:: Records shown ::

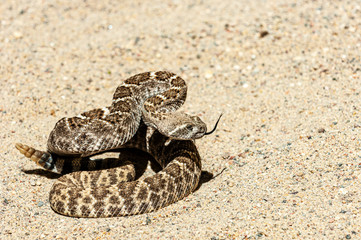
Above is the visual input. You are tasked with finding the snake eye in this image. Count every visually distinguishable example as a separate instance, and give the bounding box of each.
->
[186,124,193,131]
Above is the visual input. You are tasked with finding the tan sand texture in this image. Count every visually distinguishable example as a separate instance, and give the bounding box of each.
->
[0,0,361,239]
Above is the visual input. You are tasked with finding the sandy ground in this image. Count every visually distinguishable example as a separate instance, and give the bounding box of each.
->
[0,0,361,239]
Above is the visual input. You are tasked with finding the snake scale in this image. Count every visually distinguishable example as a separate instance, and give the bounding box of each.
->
[16,71,219,217]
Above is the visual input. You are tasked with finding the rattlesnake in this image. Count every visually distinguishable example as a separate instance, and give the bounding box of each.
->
[16,71,219,217]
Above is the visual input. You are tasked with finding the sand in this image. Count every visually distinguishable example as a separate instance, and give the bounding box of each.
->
[0,0,361,239]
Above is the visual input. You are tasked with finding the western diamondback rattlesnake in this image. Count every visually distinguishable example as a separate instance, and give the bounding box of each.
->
[16,71,219,217]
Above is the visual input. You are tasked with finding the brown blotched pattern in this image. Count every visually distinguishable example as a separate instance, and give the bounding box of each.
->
[16,71,206,217]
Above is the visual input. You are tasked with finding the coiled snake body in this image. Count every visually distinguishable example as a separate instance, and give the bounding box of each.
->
[16,71,217,217]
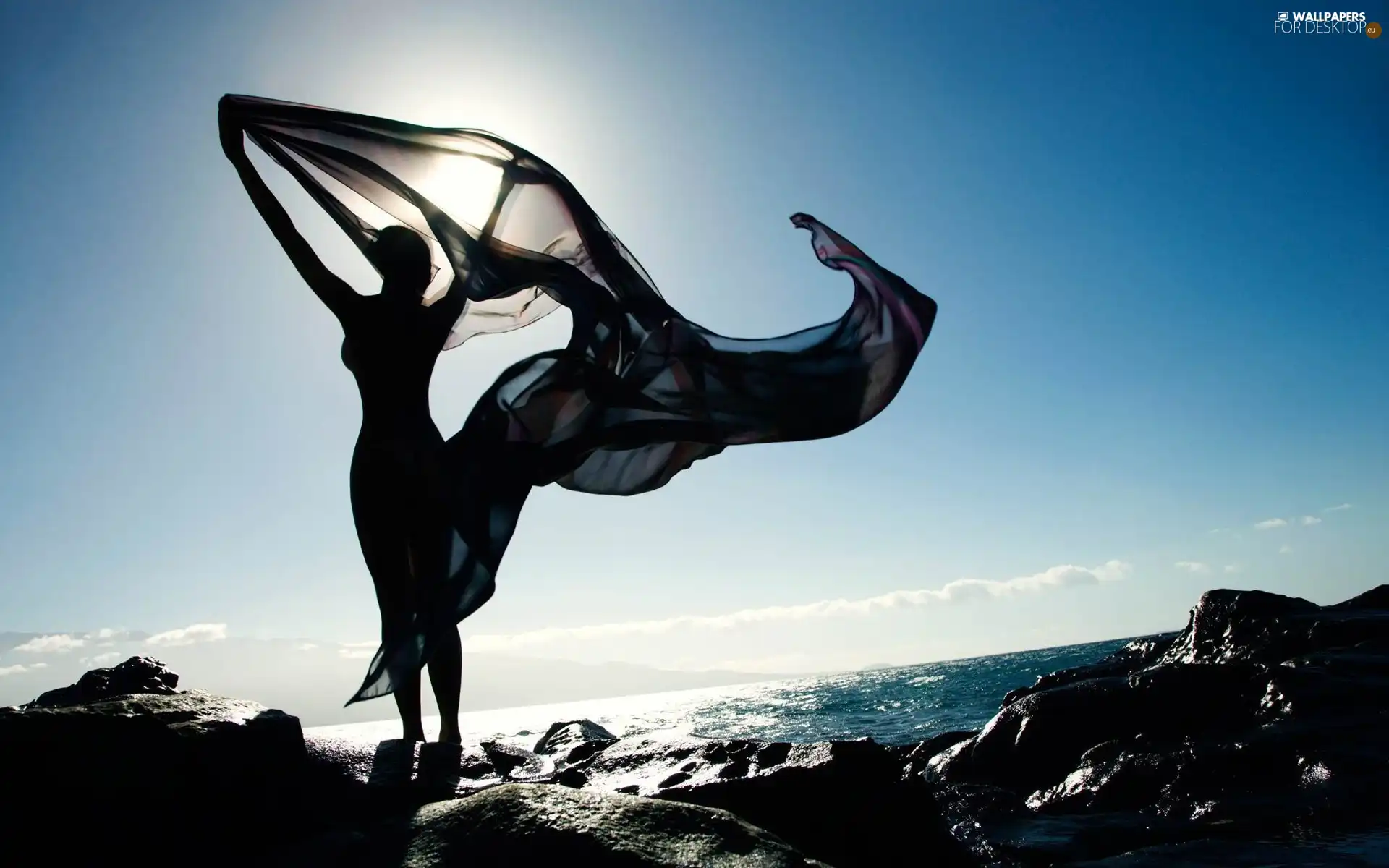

:::

* _Problem details_
Extract every line of text from the entries above and reproduce each one word for word, omitting the pictures.

* _Answer below_
Above is the visual input. You are tasked with finding the snake eye in this image. Count every visually distinguishable example as a separate instance, and give the bounding box of each.
->
[186,124,193,131]
Above is the visual input. You are tasked with finding the tan sand texture in this image. Count every visually distinguishable example as a separate instance, and give the bounding box of each.
->
[0,0,361,239]
Above is the visual input. You are tasked with finding the sandy ground in this image. Count every visually distinguishable example as a separate instance, and give the bounding box of each.
->
[0,0,361,239]
Above is the visual input. You are tasked with finding the snake scale in this image. Count every visually distinguishable example as a separate instance, and give the bounding box of each.
->
[16,71,219,217]
Above is the visual input. You are tasked with finding the rattlesnake in this image. Count every visually distinguishable example as a separate instance, and give the bounding box of each.
->
[16,71,219,217]
Above is the visual input. You are tasked with finding the sand in this image. Count every visually distinguishable example as a separate instance, and give the bounding box of each.
->
[0,0,361,239]
Above is the visual input. You are tasked with finding the western diamondback rattlesnake in this image. Count every visually distinguishable example as a separate instance, and give the bounding box of each.
->
[16,71,219,217]
Above is the visual input. You are tasked with finding the brown blotched pattern in this image. Count every visually distinguishable example as a separate instance, and give the bounding box of each.
->
[16,71,206,217]
Above is the visual input. You are tasked with finding the coiled snake body in this image. Count every visually distinguishable example as a separate instance, and give the bounding box of each.
->
[16,71,217,217]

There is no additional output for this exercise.